Start of Text provided

Jellyfish, most of the time, look nothing like jellyfish. They look like tiny little bread-crumb sized sea anemones.
These “polyps”, as they’re technically (tragically?) called, can hide all over the place; under shells, docs, logs, etc. They’re also really good at copying themselves. One polyp can turn into hundreds over a season by growing and dividing. The best part? Like little living 3D printers, they can churn out copies of their same old polyp body over and over again or they can mix things up and start making a different body: Jellyfish. Jellyfish as we know them start their lives as little jelly rolls (see what I just did there?) on the polyp body.
Each jelly roll develops into a wee jellyfish, which eventually breaks off and swims into the ocean, starting the whole cycle over.
Ever wonder why jellyfish appear only at certain times of the year? One reason is that while being exposed to cold water (like during winter) polyps started churning out jellies. So there is something about cold weather that flips the switch from polyp mode, to jelly mode.

End of Text provided
Start of Information provided

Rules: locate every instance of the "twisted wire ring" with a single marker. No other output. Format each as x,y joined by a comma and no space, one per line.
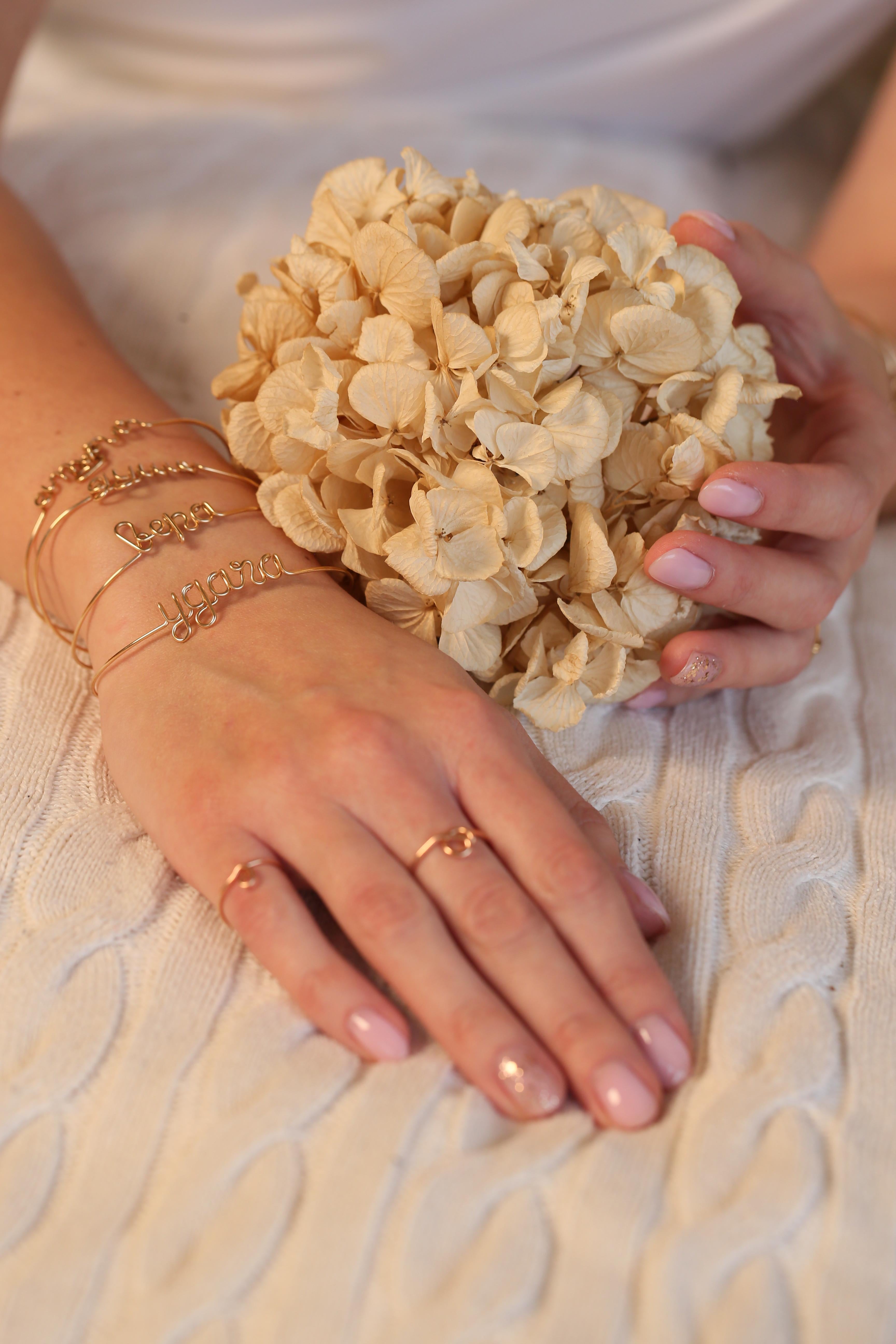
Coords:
456,843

End of Information provided

▸ **Exercise tasks**
• A. Write out the jellyfish text from "Jellyfish, most of" to "whole cycle over.".
• B. Answer these questions from the jellyfish text:
(i) What size are the polyps said to be?
(ii) How many polyps can one polyp turn into over a season?
(iii) Being exposed to what led polyps to start churning out jellies?
The lines are separate material and are not part of the jellyfish text.

▸ **Solution list**
• A.
Jellyfish, most of the time, look nothing like jellyfish. They look like tiny little bread-crumb sized sea anemones.
These “polyps”, as they’re technically (tragically?) called, can hide all over the place; under shells, docs, logs, etc. They’re also really good at copying themselves. One polyp can turn into hundreds over a season by growing and dividing. The best part? Like little living 3D printers, they can churn out copies of their same old polyp body over and over again or they can mix things up and start making a different body: Jellyfish. Jellyfish as we know them start their lives as little jelly rolls (see what I just did there?) on the polyp body.
Each jelly roll develops into a wee jellyfish, which eventually breaks off and swims into the ocean, starting the whole cycle over.

• B.
(i) Bread-crumb sized.
(ii) Hundreds.
(iii) Cold water, like during winter.